Work to do |
Rescale the outline coordinates in the answers by 1.75 and round each result to a whole number, rounding halves up. Give everything from the line containing "seg: **dark soil**" down to the line containing "367], [482, 367]]]", both ends included, with the request lines and the format sample coordinates repeated unchanged and no other part of the data.
_ _ _ _
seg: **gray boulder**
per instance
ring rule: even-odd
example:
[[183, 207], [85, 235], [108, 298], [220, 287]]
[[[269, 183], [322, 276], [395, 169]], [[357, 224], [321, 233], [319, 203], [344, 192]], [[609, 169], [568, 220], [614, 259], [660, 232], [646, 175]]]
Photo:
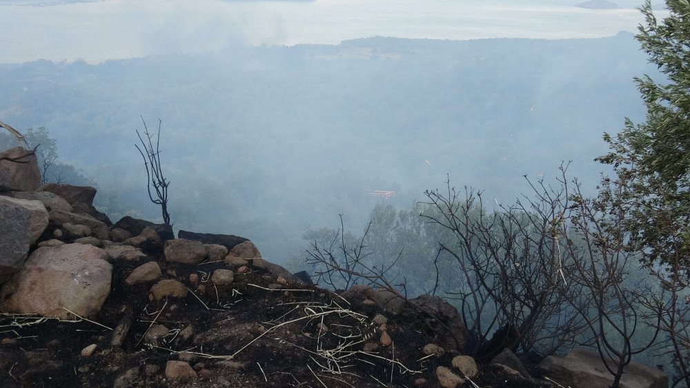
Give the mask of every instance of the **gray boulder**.
[[93, 205], [93, 197], [96, 196], [96, 189], [89, 186], [72, 186], [62, 183], [46, 183], [37, 192], [50, 192], [65, 198], [70, 205], [74, 206], [79, 202]]
[[51, 210], [49, 213], [50, 223], [57, 226], [70, 223], [83, 225], [91, 229], [91, 234], [99, 240], [108, 240], [110, 237], [108, 225], [88, 214], [78, 214], [62, 210]]
[[[28, 152], [22, 147], [15, 147], [0, 152], [0, 158], [18, 158]], [[36, 155], [21, 160], [23, 163], [0, 161], [0, 192], [32, 192], [41, 185], [41, 170]]]
[[0, 274], [19, 270], [46, 226], [48, 212], [40, 202], [0, 196]]
[[195, 233], [193, 232], [187, 232], [186, 230], [180, 230], [177, 232], [177, 237], [187, 240], [201, 241], [204, 244], [218, 244], [219, 245], [223, 245], [224, 247], [228, 248], [228, 250], [229, 251], [232, 251], [233, 248], [234, 248], [237, 244], [248, 241], [247, 238], [233, 234]]
[[199, 241], [177, 238], [166, 241], [166, 260], [184, 264], [199, 264], [206, 258], [206, 249]]
[[[48, 226], [48, 213], [46, 210], [46, 207], [40, 201], [0, 196], [0, 207], [0, 207], [1, 209], [0, 210], [0, 219], [4, 218], [4, 222], [10, 223], [9, 224], [10, 225], [13, 220], [6, 218], [6, 215], [3, 214], [3, 211], [10, 208], [20, 208], [28, 214], [28, 225], [26, 232], [28, 232], [30, 244], [35, 243]], [[16, 221], [19, 221], [20, 220], [18, 218]]]
[[[575, 349], [565, 357], [549, 356], [538, 370], [564, 386], [610, 387], [613, 376], [609, 373], [599, 354], [585, 349]], [[667, 388], [669, 376], [663, 371], [638, 363], [630, 363], [623, 369], [621, 388]]]
[[0, 307], [19, 313], [68, 319], [96, 314], [110, 292], [108, 254], [93, 245], [39, 248], [0, 292]]
[[40, 201], [46, 209], [50, 210], [63, 210], [72, 212], [72, 205], [65, 198], [50, 192], [12, 192], [13, 198]]

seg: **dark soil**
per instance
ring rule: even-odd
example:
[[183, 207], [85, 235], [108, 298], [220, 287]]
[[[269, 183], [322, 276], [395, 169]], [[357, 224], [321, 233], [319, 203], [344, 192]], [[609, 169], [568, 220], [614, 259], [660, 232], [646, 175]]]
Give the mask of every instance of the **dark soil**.
[[[149, 286], [126, 285], [132, 270], [151, 259], [160, 265], [164, 278], [177, 279], [194, 294], [155, 302], [149, 300]], [[275, 276], [250, 267], [248, 273], [236, 272], [230, 286], [217, 287], [208, 278], [219, 268], [228, 267], [169, 263], [160, 254], [113, 263], [112, 292], [100, 313], [89, 318], [92, 323], [0, 315], [0, 386], [437, 387], [436, 367], [450, 367], [457, 355], [424, 358], [421, 349], [433, 338], [419, 323], [397, 322], [386, 313], [392, 345], [365, 352], [364, 344], [378, 343], [381, 336], [371, 323], [375, 308], [353, 311], [333, 293], [279, 284]], [[190, 283], [193, 274], [198, 285]], [[133, 323], [122, 346], [111, 346], [111, 329], [128, 315]], [[168, 331], [147, 343], [143, 337], [154, 320]], [[185, 338], [183, 330], [190, 325], [194, 335]], [[97, 344], [95, 352], [81, 356], [90, 344]], [[166, 363], [180, 359], [198, 376], [167, 379]], [[473, 380], [478, 387], [544, 386], [493, 367], [482, 367]]]

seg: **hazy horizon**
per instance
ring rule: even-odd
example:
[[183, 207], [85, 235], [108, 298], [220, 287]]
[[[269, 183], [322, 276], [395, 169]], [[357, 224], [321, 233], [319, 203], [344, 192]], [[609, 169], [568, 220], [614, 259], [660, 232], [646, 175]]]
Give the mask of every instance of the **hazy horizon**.
[[[233, 46], [339, 44], [373, 37], [578, 39], [634, 32], [641, 1], [618, 10], [578, 0], [123, 0], [0, 1], [0, 63], [195, 54]], [[41, 6], [39, 6], [41, 5]]]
_ _ _ _
Written response |
seg: **dark soil**
per instance
ring rule: even-odd
example:
[[183, 207], [85, 235], [108, 298], [220, 287]]
[[[269, 183], [322, 276], [395, 169]], [[357, 224], [321, 233], [319, 203], [344, 192]], [[609, 169], [568, 220], [614, 259], [660, 232], [646, 175]]]
Give the mask of every instance of the **dark soil**.
[[[261, 501], [221, 499], [231, 473], [264, 453], [280, 464], [287, 487], [310, 488], [340, 515], [271, 529], [261, 525]], [[481, 483], [438, 467], [434, 478], [413, 476], [403, 501], [380, 502], [364, 487], [383, 469], [399, 467], [296, 460], [280, 445], [198, 460], [196, 511], [175, 548], [156, 557], [161, 565], [0, 551], [0, 676], [765, 677], [763, 642], [788, 642], [800, 621], [742, 627], [737, 611], [758, 592], [733, 565], [695, 564], [676, 548], [686, 604], [639, 616], [637, 602], [662, 600], [667, 588], [649, 565], [656, 539], [618, 544], [583, 513], [488, 497]], [[333, 495], [338, 480], [347, 499]], [[233, 565], [214, 606], [194, 606], [194, 576], [224, 551]], [[294, 579], [257, 600], [250, 590], [270, 560]], [[324, 592], [320, 578], [333, 569], [340, 586]], [[170, 602], [166, 616], [142, 623], [158, 602]], [[291, 635], [315, 628], [347, 658], [292, 663]], [[828, 665], [837, 677], [952, 676], [863, 642], [844, 642]]]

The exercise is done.